WHAT IS REQUIRED:
Find each line in the records below that contains the word "step", and copy those lines out in full.
§ §
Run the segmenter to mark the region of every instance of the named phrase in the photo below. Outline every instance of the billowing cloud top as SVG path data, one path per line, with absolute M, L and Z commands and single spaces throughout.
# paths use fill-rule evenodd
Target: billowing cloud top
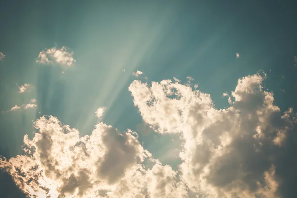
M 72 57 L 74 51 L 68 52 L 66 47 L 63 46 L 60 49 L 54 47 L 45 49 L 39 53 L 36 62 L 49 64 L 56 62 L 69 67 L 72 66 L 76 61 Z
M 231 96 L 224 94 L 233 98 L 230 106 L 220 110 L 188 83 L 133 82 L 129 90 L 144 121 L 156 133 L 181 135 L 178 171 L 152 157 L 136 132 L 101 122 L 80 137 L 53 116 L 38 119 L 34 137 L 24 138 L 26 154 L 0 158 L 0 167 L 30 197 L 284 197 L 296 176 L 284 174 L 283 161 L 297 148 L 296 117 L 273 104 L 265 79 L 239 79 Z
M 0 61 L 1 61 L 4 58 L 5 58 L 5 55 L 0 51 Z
§ §
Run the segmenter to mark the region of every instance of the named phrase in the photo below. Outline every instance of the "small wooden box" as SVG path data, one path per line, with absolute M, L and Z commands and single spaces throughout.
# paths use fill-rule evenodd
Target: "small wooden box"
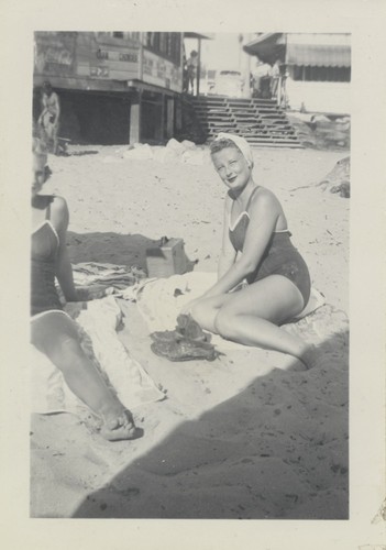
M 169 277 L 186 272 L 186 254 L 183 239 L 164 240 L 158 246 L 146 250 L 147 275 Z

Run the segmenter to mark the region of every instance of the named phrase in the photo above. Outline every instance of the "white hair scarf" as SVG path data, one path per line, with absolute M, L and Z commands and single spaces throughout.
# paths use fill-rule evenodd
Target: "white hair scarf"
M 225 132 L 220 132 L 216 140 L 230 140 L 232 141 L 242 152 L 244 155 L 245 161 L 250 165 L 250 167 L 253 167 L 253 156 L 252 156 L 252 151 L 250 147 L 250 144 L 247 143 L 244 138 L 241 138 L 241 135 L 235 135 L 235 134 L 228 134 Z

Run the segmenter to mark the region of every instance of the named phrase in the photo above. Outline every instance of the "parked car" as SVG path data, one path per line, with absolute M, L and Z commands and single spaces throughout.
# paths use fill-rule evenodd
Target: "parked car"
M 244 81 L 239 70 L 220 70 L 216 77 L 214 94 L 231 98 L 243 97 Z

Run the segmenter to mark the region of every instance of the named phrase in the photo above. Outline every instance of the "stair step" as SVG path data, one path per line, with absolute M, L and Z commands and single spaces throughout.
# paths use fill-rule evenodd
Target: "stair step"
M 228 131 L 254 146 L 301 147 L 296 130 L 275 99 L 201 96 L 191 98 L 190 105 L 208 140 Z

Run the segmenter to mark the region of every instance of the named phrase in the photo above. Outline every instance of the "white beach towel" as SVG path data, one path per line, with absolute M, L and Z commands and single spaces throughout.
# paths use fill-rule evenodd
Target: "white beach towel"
§ §
RESULT:
Run the segmenter to mark the region of every instance of the named phrase in the photo above. Outline every instance of the "stair step" as SVG path data, one path per line, with absolute M, L and Z commands and single spaces throughout.
Target: "stair step"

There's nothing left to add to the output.